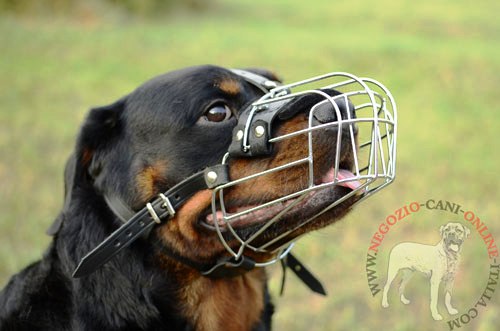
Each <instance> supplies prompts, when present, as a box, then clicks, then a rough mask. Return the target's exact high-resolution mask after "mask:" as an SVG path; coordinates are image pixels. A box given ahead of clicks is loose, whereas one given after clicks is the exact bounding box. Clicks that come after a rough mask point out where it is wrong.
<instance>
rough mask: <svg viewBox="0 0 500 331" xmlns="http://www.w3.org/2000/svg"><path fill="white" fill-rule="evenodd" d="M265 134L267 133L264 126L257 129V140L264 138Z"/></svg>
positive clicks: (255, 127)
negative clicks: (261, 138) (266, 132)
mask: <svg viewBox="0 0 500 331" xmlns="http://www.w3.org/2000/svg"><path fill="white" fill-rule="evenodd" d="M264 133H266V129H264V127H263V126H262V125H259V126H256V127H255V136H256V137H257V138H260V137H262V136H263V135H264Z"/></svg>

####################

# Exercise prompt:
List each line of the records above in which the word "clicks" appears.

# Response to the exercise:
Each <instance> supplies prompts, when present, as a box, then clicks, then a rough mask. Return the target's exact high-resolution mask after "mask:" as an SVG path; coordinates are image pixels. A box given ahead of clicks is loose, whereas one given after clicks is the exact bounding box. Clicks that come after a rough mask point out where it is wrong.
positive clicks: (255, 127)
negative clicks: (261, 138) (266, 132)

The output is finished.